SET EXERCISE: Copy out every row below word for word, changing nothing.

** start MATERIAL FOR THE TASK **

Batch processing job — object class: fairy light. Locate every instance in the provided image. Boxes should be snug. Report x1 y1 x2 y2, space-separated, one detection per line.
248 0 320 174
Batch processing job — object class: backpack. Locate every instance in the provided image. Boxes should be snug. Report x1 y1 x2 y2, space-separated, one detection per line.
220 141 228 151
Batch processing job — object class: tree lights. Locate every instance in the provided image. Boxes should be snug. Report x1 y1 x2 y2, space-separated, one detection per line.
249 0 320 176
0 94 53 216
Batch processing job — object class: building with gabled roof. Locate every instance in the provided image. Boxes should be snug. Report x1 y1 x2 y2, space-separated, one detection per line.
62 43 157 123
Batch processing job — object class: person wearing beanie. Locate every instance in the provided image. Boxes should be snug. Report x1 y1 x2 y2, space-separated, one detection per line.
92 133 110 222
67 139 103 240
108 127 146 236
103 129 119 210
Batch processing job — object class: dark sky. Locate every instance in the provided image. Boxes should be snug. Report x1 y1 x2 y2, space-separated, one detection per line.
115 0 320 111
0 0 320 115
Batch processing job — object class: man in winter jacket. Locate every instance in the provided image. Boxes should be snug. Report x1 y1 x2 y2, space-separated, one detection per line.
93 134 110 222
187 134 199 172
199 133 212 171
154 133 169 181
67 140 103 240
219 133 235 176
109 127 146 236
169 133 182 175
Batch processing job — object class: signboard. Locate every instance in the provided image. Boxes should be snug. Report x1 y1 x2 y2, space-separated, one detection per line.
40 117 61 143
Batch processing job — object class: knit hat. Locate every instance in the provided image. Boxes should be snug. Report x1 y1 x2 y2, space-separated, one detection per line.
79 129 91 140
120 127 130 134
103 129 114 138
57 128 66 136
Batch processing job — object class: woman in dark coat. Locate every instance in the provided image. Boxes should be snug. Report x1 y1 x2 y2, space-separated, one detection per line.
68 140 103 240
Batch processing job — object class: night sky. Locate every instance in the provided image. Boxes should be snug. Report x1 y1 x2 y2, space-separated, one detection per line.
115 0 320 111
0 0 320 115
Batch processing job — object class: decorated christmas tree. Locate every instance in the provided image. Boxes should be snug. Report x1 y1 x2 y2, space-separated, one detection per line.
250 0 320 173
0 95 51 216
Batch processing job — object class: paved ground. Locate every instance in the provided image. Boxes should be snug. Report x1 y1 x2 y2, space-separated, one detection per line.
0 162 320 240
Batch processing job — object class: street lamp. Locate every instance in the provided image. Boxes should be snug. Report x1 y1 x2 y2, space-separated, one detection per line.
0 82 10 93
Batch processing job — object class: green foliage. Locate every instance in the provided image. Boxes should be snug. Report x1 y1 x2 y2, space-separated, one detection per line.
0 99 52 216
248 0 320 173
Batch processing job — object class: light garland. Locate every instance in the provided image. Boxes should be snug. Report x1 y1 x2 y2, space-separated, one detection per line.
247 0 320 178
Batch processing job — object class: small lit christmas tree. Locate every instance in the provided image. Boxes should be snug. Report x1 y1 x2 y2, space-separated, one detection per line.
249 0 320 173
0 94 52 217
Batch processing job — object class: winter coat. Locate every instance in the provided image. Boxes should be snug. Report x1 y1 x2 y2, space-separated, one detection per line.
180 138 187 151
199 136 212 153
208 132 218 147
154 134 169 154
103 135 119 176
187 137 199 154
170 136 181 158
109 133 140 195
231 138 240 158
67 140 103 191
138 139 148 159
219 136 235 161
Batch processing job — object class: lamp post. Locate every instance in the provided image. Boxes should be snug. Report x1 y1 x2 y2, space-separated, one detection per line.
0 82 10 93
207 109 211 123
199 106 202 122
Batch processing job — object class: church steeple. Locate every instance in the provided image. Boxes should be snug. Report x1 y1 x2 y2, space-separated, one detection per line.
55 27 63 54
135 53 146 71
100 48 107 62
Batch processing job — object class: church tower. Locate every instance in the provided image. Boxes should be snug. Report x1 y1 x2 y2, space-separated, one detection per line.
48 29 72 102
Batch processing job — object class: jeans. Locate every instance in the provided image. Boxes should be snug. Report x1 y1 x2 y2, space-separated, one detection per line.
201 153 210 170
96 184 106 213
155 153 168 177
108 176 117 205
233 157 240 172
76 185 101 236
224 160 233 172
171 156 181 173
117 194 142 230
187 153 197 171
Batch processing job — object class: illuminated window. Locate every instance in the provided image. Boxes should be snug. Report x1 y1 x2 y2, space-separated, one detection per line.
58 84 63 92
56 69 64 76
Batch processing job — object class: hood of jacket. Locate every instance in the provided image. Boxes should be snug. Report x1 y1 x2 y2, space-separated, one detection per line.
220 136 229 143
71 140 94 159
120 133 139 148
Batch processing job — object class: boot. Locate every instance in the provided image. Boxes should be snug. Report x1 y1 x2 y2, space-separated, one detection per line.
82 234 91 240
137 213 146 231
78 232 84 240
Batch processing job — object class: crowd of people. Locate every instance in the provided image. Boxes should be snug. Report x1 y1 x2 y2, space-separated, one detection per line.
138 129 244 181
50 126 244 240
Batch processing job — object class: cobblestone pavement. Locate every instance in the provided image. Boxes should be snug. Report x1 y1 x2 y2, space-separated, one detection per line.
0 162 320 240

** end MATERIAL FOR THE TASK **

FULL RESPONSE:
Batch processing job — object class: fairy light. Locate every instance in the provided image. Boxes should be snug. Report x1 y1 x2 y2, space-separated, one detection per line.
248 0 320 174
Batch processing job — object class: backpack. Locate every instance in the provided image. Boxes should be snug. Report x1 y1 x2 y2, space-separated, one detection per line.
220 141 228 151
Batch processing job — object class: tree lights. Locate every instance in the provided image. Boxes should be snug. Report x1 y1 x2 y2, space-separated, one detection per line.
249 0 320 176
0 94 53 216
Batch processing job — object class: building with gabled roof. Locate every instance in the provided image. Boxes should be snug. Report x1 y1 x2 y2, space-separated, one detection per line.
62 43 157 123
Batch processing job — object class: person wearing beanie. Locate every instance in the provided image. Boxes should be snug. Report x1 y1 x2 y2, space-separated, one detection per line.
92 133 110 222
67 139 103 240
108 127 146 236
103 129 119 210
Batch processing job — object class: dark sky. Locate every instance in the provided image. Boxes should be snug. Report x1 y1 x2 y2, space-separated, one detection per line.
115 0 320 111
0 0 320 115
Batch processing job — object class: man in winter jacket. Locate every instance in the provided image. Boxes should be snug. Report x1 y1 x2 y2, space-separated, one detection per line.
93 134 110 222
187 134 199 172
199 133 212 171
154 133 169 181
67 140 103 240
219 133 235 176
109 127 146 236
169 133 182 175
Batch processing job — object class: signboard. Locate every instance in the provided image. Boxes should be snug. Report x1 y1 x2 y2, space-separated, one detection per line.
40 117 61 143
Batch processing job — object class: knit hat. Locate every instance in the provided image. Boxes should be snug. Report x1 y1 x2 y2, space-separated, one detection per line.
79 129 91 140
120 127 130 134
103 129 114 138
57 128 66 136
Batch processing job — object class: woman in dark coat. Locate every instance in the provided image. Boxes should be snug. Report x1 y1 x2 y2, space-separated, one detection per line.
68 140 103 240
Batch processing job — object class: night sky. Locate every instance in the provided image. Boxes should be snug. Report x1 y1 x2 y2, space-separated, one detection per line.
115 0 320 111
0 0 320 115
Batch processing job — object class: decorated christmas tree. Locate every instance in the provided image. Boxes should be snug. Report x1 y1 x2 y2, space-separated, one detection per line.
250 0 320 173
0 95 51 216
Batch processing job — object class: paved ground. Locate every instance in the provided image. Boxes should be snug. Report x1 y1 x2 y2, space-separated, one detection per line.
0 162 320 240
Batch processing job — object class: street lamp. Locate every instance in the provided image. Boxes should be snug. Report x1 y1 x2 y2, space-separated, one detection per line.
0 82 10 93
Batch processing job — object class: green foliage. Locate every instance in the provided image. Boxes should be snug. Report x1 y1 x2 y2, space-separated, one detection per line.
0 99 52 216
248 0 320 173
Batch processing job — object class: light garland. Locate every instance in the provided image. Boxes should be snug. Report x1 y1 x2 y2, space-separated, one detection per line.
247 0 320 178
Batch processing job — object class: small lit christmas tree. Locate every instance in the provided image. Boxes should be snug. Report x1 y1 x2 y2, space-separated, one detection per line.
249 0 320 173
0 94 52 217
Batch processing job — object class: winter coat. Locate every instance in the provided image. Boxes should be snug. Report x1 y1 x2 y2, space-separated, one detection per line.
180 138 187 151
199 136 212 153
208 132 218 147
154 134 169 154
103 135 119 176
187 137 199 154
170 136 181 158
109 133 140 195
231 138 240 158
67 140 103 191
138 139 148 159
219 136 235 161
Batch processing job — object class: lamp post. Locate every instance in the provided image. Boxes should be snug. Report x1 y1 x2 y2, space-separated, one detection per line.
0 82 10 93
207 109 211 123
199 106 202 122
Batch processing job — object class: church steeple. Locate every instance in the provided image. Boxes should be snug. Report x1 y1 x2 y2, space-separated, one detection per line.
55 27 63 54
135 53 146 71
100 48 107 62
Batch processing job — object class: church tower. Locate every instance in the provided image. Boxes should be snug. Report x1 y1 x2 y2, space-separated, one detection per line.
48 29 72 102
Batch processing job — object class: jeans. Locate every instance in the provided image. Boxes should be snug. Report x1 y1 x2 y2, space-separated, one detection per line.
201 153 210 170
96 184 106 213
155 153 168 177
108 176 117 205
233 157 240 172
76 185 101 236
224 160 233 172
171 156 181 173
117 194 142 230
187 153 197 171
Batch processing job — object class: illuminated window. Locate every instance in the provided image. Boxes should be snug. Report x1 y1 x2 y2, space-separated, one detection per line.
58 84 63 92
56 69 64 76
Batch processing job — object class: hood of jacket. Locate every instance in the provided image. Boxes should be snug. Report x1 y1 x2 y2, space-separated, one detection per line.
220 136 229 143
71 140 94 159
120 133 139 148
Batch processing job — object class: boot. Locate every instance in the provided image. Boxes should be snug. Report x1 y1 x2 y2, space-separated, one detection per line.
82 234 91 240
137 213 146 231
78 232 84 240
Batch processing job — object class: crowd of people. Locate every instance in the provided image. Boxes should be snug. Report x1 y1 x2 y2, space-separated, one detection per line.
138 129 244 181
50 126 244 240
Batch processing job — object class: cobblestone pavement. Locate every instance in the provided image. Boxes should be snug. Report x1 y1 x2 y2, space-separated, one detection per line.
0 162 320 240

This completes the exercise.